Şah Muhammed Hüdabende

Şah Muhammed Hüdabende, Safevî Devleti’nin dördüncü hükümdarıdır. 532 yılında Erdebil’de doğmuş ve 11 Şubat 1578 ile 1 Ekim 1588 tarihleri arasında hükümdarlık yapmıştır.

Şah Muhammed Hüdabende, I. Tahmasb‘ın ve Türkmen kökenli Musullu eşi Sultanum Begüm’ün oğludur. Asıl adı Muhammed Mirza’dır. Tahta geçmeden önce 1535-1571 döneminde Herat’ta Horasan Eyaleti ve 1571-1578 döneminde Fars Eyaleti valiliği yapmıştır.

Kendisi Şah İsmail’in torunudur ve iktidar dönemi boyunca Safevî Devleti içinde çeşitli iç savaşlar ve ihtilaflar yaşanmıştır. Şah Muhammed Hüdabende’nin hükümdarlığı sırasında Kızılbaş oymakları arasında çeşitli anlaşmazlıklar ve iç çatışmalar meydana gelmiş, devletin merkezi otoritesi zayıflamıştır.

1587’de yapılan bir saray darbesi sonucunda tahttan indirilen Şah Muhammed Hüdabende, 1588’den sonraki yaşamını Kazvin’de hapiste geçirdi ve ya 21 Eylül 1595’te ya da 10 Eylül 1596’da öldü. Sonrasında oğlu Şah Abbas I, Safevî Devleti’nin beşinci hükümdarı olarak tahta çıkmıştır.

+++

# Görevler:
A: Şah Muhammed Hüdabende hakkındaki metne göre hükümdarın asıl adı nedir?
B: Şah Muhammed Hüdabende hakkındaki metni son cümlesinden sonra devam ettirin.

# Listelenen Girdiler:
+++

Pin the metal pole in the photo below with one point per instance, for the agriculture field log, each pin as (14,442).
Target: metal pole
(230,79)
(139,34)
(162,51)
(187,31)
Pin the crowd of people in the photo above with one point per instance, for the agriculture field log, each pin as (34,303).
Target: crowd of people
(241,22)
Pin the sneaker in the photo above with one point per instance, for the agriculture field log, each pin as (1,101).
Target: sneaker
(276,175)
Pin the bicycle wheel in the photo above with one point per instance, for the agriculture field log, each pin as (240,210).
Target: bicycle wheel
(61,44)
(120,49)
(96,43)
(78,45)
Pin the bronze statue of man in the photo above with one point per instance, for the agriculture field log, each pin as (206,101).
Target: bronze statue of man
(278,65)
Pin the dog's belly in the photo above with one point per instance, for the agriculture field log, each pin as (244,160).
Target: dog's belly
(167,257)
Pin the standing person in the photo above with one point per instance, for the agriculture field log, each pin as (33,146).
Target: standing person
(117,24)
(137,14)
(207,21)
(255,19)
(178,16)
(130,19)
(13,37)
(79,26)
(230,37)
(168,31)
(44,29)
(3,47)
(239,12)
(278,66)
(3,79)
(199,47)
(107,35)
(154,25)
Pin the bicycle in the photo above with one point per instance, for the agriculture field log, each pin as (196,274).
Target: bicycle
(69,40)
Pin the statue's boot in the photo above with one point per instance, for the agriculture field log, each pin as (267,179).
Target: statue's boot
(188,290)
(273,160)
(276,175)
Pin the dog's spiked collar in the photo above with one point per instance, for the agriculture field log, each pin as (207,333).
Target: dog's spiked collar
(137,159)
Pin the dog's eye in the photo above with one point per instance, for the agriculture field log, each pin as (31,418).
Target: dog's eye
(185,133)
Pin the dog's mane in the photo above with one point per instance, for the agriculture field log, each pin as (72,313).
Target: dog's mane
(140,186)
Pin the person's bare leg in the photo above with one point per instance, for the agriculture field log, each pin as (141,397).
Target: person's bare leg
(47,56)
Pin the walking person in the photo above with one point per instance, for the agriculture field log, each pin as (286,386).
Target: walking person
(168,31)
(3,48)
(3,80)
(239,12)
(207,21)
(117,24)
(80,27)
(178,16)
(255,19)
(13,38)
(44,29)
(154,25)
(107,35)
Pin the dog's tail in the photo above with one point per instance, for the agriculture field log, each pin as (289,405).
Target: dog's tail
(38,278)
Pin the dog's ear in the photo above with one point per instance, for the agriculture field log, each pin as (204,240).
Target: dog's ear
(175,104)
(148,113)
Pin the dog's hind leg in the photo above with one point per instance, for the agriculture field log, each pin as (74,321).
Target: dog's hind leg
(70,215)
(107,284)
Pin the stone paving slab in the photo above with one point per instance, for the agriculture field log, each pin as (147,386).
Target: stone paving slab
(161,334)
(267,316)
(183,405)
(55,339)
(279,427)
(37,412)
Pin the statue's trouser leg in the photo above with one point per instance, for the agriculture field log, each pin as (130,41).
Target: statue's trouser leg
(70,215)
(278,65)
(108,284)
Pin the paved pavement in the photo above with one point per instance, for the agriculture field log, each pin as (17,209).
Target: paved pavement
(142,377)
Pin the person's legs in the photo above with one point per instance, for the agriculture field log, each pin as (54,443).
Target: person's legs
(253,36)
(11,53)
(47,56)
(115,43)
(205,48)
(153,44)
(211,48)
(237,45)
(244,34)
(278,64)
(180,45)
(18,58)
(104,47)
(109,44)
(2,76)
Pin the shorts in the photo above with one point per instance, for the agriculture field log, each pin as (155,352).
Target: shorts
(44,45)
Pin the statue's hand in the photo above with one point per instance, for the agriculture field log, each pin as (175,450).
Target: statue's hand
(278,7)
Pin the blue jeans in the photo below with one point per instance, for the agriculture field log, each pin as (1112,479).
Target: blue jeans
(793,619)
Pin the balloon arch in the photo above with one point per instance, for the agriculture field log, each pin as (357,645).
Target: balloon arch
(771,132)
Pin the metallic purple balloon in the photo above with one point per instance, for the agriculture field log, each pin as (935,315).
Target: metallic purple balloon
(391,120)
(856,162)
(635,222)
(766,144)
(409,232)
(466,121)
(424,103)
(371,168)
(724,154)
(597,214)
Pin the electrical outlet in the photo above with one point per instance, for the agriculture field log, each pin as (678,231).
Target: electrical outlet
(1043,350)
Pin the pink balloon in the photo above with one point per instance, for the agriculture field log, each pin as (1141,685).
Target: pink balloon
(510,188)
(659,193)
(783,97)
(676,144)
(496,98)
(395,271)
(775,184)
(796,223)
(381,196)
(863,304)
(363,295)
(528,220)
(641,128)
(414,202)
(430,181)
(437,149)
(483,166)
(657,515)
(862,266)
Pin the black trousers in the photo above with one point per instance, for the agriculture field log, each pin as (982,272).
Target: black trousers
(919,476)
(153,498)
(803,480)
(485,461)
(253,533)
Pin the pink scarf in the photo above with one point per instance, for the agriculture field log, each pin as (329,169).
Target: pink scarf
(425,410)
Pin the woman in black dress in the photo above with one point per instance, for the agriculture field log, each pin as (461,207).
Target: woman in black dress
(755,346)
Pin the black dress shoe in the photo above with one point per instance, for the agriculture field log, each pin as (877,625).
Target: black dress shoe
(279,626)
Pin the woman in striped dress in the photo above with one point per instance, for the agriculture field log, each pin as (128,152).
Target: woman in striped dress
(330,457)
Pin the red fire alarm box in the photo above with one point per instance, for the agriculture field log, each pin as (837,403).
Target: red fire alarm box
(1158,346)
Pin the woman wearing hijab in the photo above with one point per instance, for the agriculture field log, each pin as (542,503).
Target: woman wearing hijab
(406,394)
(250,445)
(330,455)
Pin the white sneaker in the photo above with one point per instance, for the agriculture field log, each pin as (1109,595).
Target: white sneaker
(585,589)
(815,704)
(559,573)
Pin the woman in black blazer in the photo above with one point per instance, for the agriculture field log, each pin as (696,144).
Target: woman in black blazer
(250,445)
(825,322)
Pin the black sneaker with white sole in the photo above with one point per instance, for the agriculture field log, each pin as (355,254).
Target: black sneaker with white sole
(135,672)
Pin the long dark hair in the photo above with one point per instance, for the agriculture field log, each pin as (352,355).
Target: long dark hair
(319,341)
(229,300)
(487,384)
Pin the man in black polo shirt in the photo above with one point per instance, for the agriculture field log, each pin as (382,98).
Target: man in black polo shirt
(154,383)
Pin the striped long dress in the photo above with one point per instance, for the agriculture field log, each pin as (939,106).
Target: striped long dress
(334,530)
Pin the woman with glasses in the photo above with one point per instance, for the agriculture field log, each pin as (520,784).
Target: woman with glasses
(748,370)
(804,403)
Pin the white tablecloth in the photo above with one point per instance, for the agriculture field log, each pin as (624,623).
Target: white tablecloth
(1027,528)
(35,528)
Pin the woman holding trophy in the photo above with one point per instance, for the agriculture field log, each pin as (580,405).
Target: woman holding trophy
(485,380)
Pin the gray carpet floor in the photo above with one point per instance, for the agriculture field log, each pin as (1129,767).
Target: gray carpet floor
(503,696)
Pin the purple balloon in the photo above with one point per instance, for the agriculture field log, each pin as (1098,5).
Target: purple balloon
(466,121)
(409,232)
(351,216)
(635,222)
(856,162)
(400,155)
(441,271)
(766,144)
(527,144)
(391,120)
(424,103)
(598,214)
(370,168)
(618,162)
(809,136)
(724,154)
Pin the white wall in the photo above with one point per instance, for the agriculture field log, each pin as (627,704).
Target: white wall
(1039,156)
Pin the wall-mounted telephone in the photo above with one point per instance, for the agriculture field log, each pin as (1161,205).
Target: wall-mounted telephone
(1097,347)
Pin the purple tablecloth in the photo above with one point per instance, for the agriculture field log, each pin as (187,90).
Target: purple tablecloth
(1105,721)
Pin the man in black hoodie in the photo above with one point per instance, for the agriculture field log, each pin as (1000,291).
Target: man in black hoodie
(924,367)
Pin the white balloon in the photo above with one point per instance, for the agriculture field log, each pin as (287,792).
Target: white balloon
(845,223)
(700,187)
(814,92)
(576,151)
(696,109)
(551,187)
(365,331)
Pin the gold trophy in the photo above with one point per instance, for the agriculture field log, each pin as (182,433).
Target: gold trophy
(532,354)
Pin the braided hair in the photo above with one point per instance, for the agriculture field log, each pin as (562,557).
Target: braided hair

+++

# Nihai Sonuçlar:
A: Muhammed Mirza.

B:
Safevi Devleti Şahi olup 11 Şubat 1578’de tahta geçen Şah Muhammed Mirza, lakap olarak “Hüdabende” adını aldı. Şah Muhammed’in şahsi icraatından tarihlerde hemen hemen hiç bahis edilmemektedir. Tarihçiler bunu şahsı devlet idaresinin gayet zayıf olmasına bağlamaktadırlar.

Hükümdarlığa getirildiği zaman Şah Muhammed’in gayet zayıf iradeli de olduğu ortaya çıktı ve iktidar dizginleri kadınların eline geçti. Kadınların devlet iktidarını kullanması o zamana kadar Safevi Devleti içinde nispeten olağan bir gelişme idi. Şah İsmail’in saltanat döneminin sonunda eşlerinden biri olan “Taçlı Hanım” I. İsmail Sah kadar devlet idaresinde iktidar gücünü kullanmıştı. Şah I. Tahmasb’ın saltanatının sonlarında çok sevdiği kızı Çerkes asıllı “Perihan Hanım” devlet idaresinde hemen hemen tek iktidar sahibi kişi idi. Nitekim Şah Tahmasp öldüğünde yerine II. İsmail’in şah olmasını Perihan Hanım sağlamıştı. Onun iki yıl sonra bertaraf edilmesi için yapılan komploda Şah II. İsmail’in ölmesine nedeni olan zehirli afyonu ona Perihan Hanım içirmişti. Bazı tarihçiler Safevi’lerin bu kadınlar saltanatı geleneğinin onlara Orta Asya’dan Turk ve Moğol devletleri idaresinden geçtiğini iddia etmektedirler.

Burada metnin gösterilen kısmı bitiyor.